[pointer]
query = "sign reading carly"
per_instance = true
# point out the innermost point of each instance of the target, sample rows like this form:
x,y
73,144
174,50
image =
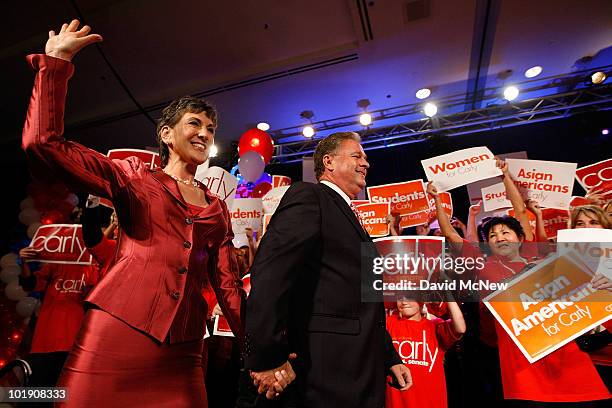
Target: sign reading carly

_ _ _ _

Change every "sign" in the material to "placard" and keep everything else the same. Leave out the picture.

Exercise result:
[pointer]
query = "placard reading carly"
per_instance = true
# point out the innermost point of each instance of the target, sample rows like this form:
x,y
73,144
174,50
image =
Target: placard reading carly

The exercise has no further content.